**EXERCISE BRIEF**. Convert the records below into a Markdown table with two columns, Row and Line, numbering each row and leaving out blank lines and pictures. Start with the first line of the records and go on through the line containing "pixel 447 365", including both ends.

┌──

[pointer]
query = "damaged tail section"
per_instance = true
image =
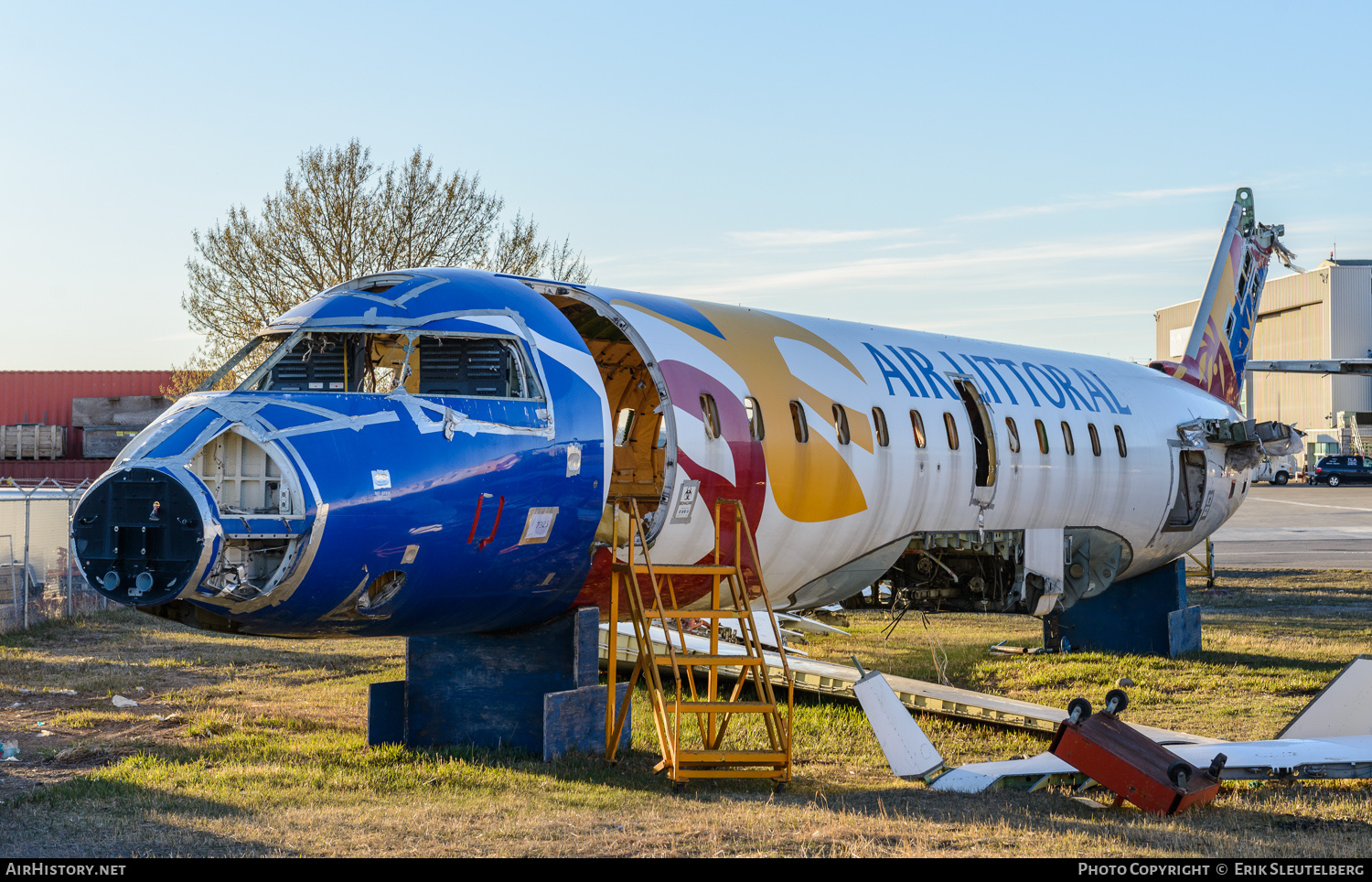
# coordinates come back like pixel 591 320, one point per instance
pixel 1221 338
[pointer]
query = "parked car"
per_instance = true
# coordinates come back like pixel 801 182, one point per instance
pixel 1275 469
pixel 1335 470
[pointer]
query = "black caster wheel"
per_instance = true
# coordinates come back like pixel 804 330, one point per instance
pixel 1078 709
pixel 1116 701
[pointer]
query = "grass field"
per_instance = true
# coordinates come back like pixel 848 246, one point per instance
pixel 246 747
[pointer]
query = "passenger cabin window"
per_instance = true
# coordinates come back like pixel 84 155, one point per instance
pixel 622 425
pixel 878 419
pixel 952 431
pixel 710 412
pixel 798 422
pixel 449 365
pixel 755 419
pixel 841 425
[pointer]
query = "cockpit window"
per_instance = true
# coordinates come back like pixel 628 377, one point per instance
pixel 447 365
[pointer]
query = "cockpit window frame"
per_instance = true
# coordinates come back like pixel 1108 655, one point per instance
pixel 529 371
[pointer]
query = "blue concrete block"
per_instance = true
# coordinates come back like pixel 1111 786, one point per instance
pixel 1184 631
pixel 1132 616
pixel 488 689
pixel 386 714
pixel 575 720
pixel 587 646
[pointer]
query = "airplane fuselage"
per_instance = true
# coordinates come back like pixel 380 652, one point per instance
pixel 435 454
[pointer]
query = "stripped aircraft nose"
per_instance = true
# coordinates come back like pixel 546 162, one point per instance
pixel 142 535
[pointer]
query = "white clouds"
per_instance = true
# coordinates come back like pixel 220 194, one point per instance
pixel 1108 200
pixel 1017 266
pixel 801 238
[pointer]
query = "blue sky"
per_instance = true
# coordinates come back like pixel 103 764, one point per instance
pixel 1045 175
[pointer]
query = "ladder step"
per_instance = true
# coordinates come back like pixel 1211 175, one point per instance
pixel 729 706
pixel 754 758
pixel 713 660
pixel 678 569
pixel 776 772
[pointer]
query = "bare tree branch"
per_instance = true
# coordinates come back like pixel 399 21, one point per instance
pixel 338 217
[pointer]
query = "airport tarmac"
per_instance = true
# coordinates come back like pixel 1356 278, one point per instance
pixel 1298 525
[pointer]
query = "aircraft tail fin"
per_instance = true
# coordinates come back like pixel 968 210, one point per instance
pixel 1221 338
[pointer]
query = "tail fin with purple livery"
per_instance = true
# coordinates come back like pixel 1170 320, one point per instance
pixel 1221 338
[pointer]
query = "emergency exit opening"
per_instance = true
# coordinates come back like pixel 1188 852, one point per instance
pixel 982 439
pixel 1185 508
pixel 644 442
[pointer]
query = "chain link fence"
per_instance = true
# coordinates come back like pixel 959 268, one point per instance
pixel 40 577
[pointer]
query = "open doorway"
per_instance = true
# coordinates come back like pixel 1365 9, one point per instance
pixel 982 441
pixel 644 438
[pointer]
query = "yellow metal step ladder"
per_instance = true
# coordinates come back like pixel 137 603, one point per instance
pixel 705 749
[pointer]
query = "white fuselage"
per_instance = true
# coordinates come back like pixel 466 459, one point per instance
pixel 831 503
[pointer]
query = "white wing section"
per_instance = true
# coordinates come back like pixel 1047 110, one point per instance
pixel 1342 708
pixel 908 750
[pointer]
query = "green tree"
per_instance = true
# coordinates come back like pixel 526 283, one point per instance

└──

**ANSWER TO THE PROBLEM**.
| Row | Line |
|---|---|
| 1 | [pointer] |
| 2 | query = "damaged tail section" |
| 3 | per_instance = true |
| 4 | image = |
| 5 | # coordinates come back like pixel 591 320, one point per instance |
| 6 | pixel 1221 338 |
| 7 | [pointer] |
| 8 | query = "parked car" |
| 9 | per_instance = true |
| 10 | # coordinates come back like pixel 801 182, one point per instance |
| 11 | pixel 1275 469 |
| 12 | pixel 1335 470 |
| 13 | [pointer] |
| 14 | query = "black caster wheel" |
| 15 | per_instance = true |
| 16 | # coordinates come back like pixel 804 330, one point per instance |
| 17 | pixel 1078 709 |
| 18 | pixel 1116 701 |
| 19 | [pointer] |
| 20 | query = "grass field" |
| 21 | per_instance = true |
| 22 | # coordinates come back like pixel 848 246, one point per instance |
| 23 | pixel 246 747 |
| 24 | [pointer] |
| 25 | query = "passenger cabin window" |
| 26 | per_instance = true |
| 27 | # coordinates come back like pixel 84 155, one point per instance |
| 28 | pixel 622 425 |
| 29 | pixel 878 419 |
| 30 | pixel 952 431 |
| 31 | pixel 710 412 |
| 32 | pixel 798 422 |
| 33 | pixel 449 365 |
| 34 | pixel 755 419 |
| 35 | pixel 841 425 |
| 36 | [pointer] |
| 37 | query = "cockpit window" |
| 38 | per_instance = true |
| 39 | # coordinates come back like pixel 628 377, one point per instance |
| 40 | pixel 447 365 |